──────── PASSAGE SHOWN
Baby Paul was discharged a week ago, even though his hand was still open and oozing. I took a care package with a week’s worth of food for the whole family, including loads of baby food and formula, the day after he was released. I learned after that, he was taken back to Usakos to go and stay with his other grandmother while his parents recover. You may remember that both his parents were also badly injured when their shack burned down. I don’t know if I will ever see this baby again, but he is on my heart constantly, please continue to pray for him and has family.
Baby Joseph is such a little joy! He has a great smile, and runs out the door when he hears the food cart coming! He was due to have a skin graft surgery this past Friday, but after they had him sedated in the operating room the doctor noticed that he had sores all over the inside of his mouth, these had been caused by pneumonia. His surgery was then canceled. His mom did not find out until after he had been in recovery for awhile. So she sat crying and praying, only to find out over 4 hours later that he hadn’t had the surgery. So for now he is still just in the hospital recovering from the lung infection and waiting. This family has been in the hospital for 14 weeks now, and there is no end in sight. Pray for this family!
────────────────
──────── INFORMATION PROVIDED
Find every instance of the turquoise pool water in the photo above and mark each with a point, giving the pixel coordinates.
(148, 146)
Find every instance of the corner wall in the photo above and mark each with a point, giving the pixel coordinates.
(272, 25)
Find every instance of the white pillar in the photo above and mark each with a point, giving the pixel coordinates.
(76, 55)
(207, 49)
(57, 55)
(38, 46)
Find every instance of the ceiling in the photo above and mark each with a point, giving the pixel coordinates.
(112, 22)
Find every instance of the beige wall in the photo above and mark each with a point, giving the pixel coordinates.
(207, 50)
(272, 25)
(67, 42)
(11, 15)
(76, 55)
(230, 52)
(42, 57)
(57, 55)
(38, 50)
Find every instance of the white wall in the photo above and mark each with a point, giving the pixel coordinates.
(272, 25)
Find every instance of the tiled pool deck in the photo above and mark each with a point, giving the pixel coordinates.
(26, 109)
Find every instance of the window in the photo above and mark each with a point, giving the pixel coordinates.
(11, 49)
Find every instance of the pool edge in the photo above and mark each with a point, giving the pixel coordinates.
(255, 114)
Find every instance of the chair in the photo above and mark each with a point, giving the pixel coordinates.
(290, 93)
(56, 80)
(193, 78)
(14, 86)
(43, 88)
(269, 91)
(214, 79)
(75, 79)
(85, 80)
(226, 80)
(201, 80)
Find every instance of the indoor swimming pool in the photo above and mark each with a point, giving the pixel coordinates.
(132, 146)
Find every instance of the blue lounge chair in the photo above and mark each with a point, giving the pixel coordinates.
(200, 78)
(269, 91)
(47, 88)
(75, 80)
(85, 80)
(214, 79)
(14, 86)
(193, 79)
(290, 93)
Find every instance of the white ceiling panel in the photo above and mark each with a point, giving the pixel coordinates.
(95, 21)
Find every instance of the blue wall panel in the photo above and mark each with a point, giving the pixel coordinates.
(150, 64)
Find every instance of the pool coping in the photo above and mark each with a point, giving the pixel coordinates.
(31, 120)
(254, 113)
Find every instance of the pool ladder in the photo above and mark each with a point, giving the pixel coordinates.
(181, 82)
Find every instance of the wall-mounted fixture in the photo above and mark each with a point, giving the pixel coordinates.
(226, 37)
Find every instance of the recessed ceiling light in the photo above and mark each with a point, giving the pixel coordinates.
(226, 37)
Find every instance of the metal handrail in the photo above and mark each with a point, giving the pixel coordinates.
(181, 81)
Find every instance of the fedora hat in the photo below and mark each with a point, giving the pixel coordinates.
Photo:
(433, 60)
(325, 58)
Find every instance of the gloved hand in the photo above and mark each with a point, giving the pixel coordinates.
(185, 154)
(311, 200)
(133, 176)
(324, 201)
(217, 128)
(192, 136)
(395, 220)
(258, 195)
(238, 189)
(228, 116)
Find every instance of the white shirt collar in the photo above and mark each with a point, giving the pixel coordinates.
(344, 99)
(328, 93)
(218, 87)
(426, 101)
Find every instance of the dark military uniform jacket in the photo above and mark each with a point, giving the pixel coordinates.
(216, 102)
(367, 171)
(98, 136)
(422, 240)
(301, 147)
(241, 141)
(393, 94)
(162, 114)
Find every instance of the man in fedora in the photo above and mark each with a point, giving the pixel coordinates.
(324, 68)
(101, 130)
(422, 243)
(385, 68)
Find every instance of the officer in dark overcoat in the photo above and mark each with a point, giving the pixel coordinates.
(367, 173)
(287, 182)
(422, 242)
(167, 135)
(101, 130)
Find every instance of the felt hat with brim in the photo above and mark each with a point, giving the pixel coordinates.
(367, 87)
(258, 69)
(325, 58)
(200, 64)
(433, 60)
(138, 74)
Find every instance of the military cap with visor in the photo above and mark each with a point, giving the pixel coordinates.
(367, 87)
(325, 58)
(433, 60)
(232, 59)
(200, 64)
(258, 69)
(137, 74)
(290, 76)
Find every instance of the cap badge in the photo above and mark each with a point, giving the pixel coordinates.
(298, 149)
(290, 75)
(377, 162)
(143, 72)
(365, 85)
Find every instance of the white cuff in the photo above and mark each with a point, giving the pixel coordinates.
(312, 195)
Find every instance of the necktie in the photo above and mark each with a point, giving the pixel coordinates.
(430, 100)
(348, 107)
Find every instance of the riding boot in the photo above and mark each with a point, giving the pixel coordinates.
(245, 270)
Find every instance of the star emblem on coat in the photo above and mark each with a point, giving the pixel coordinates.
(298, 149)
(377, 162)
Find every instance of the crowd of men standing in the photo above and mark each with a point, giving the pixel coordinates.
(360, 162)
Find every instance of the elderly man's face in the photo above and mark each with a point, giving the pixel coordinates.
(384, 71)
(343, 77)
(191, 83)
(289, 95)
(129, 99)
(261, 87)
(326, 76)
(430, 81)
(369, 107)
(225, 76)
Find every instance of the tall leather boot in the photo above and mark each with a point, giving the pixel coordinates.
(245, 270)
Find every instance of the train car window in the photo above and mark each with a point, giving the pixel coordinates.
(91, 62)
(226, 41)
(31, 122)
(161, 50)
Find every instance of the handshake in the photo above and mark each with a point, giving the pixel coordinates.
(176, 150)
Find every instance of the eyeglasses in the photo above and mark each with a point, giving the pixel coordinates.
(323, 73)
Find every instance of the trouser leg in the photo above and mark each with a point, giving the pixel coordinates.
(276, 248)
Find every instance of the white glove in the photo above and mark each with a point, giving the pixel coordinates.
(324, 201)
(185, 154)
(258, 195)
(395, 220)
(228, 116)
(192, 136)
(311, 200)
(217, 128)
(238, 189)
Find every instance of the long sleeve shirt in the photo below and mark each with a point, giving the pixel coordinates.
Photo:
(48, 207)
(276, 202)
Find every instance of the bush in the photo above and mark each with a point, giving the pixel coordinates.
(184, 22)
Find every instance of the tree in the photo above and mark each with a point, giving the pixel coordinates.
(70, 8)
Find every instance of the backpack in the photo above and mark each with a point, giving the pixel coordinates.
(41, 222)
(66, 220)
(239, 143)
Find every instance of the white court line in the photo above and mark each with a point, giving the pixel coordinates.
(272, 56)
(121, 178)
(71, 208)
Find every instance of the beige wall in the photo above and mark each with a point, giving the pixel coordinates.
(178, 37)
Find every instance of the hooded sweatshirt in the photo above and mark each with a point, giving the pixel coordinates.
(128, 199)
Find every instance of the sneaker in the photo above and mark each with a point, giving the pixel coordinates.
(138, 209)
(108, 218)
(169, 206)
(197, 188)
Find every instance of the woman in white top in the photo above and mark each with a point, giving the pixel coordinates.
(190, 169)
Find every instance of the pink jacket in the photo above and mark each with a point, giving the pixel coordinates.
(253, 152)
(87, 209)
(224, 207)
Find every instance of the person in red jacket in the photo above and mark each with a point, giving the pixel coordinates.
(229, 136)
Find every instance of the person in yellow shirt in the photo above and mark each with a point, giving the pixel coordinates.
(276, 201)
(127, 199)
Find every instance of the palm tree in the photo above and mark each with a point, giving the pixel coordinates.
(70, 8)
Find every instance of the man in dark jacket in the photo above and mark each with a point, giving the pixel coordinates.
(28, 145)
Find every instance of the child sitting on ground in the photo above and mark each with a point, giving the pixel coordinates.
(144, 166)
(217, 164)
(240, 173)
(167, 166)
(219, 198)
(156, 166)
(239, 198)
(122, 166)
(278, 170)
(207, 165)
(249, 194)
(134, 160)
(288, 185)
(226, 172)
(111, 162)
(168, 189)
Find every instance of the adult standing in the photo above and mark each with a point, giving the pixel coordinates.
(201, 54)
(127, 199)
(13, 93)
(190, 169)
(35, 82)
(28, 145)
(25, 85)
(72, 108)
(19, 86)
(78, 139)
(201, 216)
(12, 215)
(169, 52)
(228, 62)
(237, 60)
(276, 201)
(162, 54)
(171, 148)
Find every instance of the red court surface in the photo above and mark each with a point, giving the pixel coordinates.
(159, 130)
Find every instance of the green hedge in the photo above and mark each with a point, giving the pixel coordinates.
────────────────
◆ **EXERCISE**: Reproduce everything in the hospital update above from "Baby Paul was" down to "and has family.", word for word.

◆ **TASK RESPONSE**:
Baby Paul was discharged a week ago, even though his hand was still open and oozing. I took a care package with a week’s worth of food for the whole family, including loads of baby food and formula, the day after he was released. I learned after that, he was taken back to Usakos to go and stay with his other grandmother while his parents recover. You may remember that both his parents were also badly injured when their shack burned down. I don’t know if I will ever see this baby again, but he is on my heart constantly, please continue to pray for him and has family.